Integration of Weird Functions - 4

Converting the Integral into a summation:-

$\displaystyle \frac{1}{8}\sum_{r=0}^{7}\sum_{m=0}^{7}\int_{r}^{r+1}(y-r)^{m}dy$

Substitute $y-r = z$

$\displaystyle \frac{1}{8}\sum_{r=0}^{7}\sum_{m=0}^{7}\int_{0}^{1}y^{m}dy = \frac{1}{8}\sum_{r=0}^{7}\sum_{m=0}^{7}\frac{1}{m+1} = \left(\frac{1}{1}+\frac{1}{2}+......+\frac{1}{8}\right)$

In general for $\displaystyle \int_{0}^{n}\int_{0}^{n}\{y\}^{\lfloor x \rfloor}dxdy = nH_{n}$

Where $H_{n}$ denotes the $nth$ harmonic number .

Consider $I_n$ as follows:

$\begin{aligned} I_n & = \int_0^n \int_0^n \{y\}^{\lfloor x \rfloor} dx\ dy \\ & = \int_0^n \sum_{k=0}^{n-1} \{y\}^k dy \\ & = n \sum_{k=0}^{n-1} \int_0^1 y^k dy \\ & = nH_n & \small \blue{\text{where }H_n \text{ denotes the }n \text{th harmonic number.}} \\ \implies \frac {I_n}n & = H_n \end{aligned}$

Therefore $\dfrac {I_8}8 = H_8 = \dfrac {781}{280}$ , $\implies A+B = 781+280 = \boxed{1041}$ .

SOURCE EXCERPT:
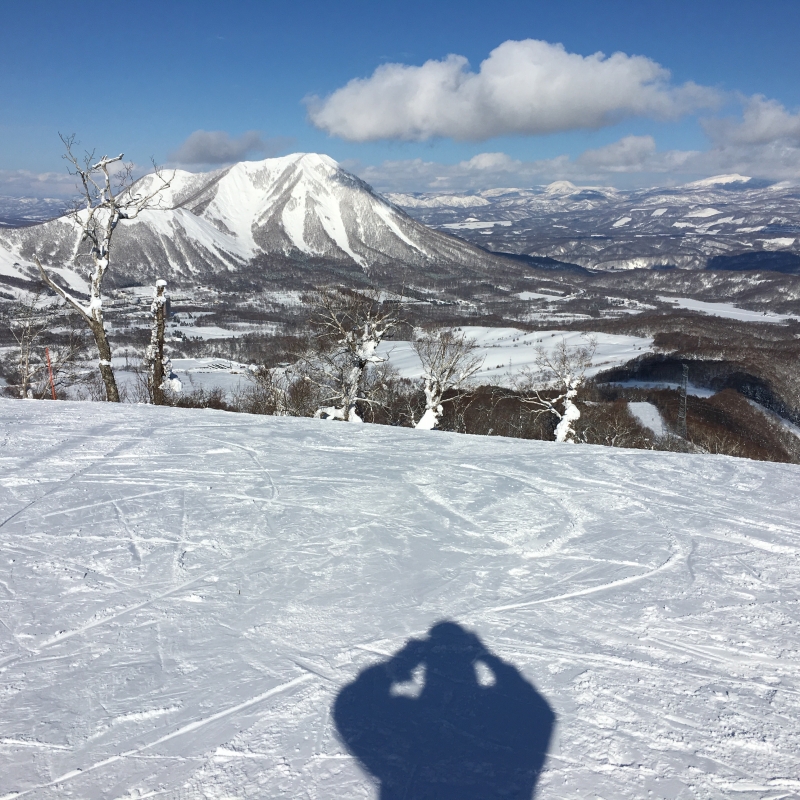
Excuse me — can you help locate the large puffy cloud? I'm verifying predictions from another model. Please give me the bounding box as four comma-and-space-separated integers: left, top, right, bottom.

GOAL:
In the integration solution, answer these:
(a) What substitution comes right after the integral is converted into a summation?
(b) What fraction is given for $H_8$?
(c) What boxed value is given for $A+B$?

CORRECT ANSWER:
(a) $y-r = z$
(b) $\dfrac{781}{280}$
(c) $1041$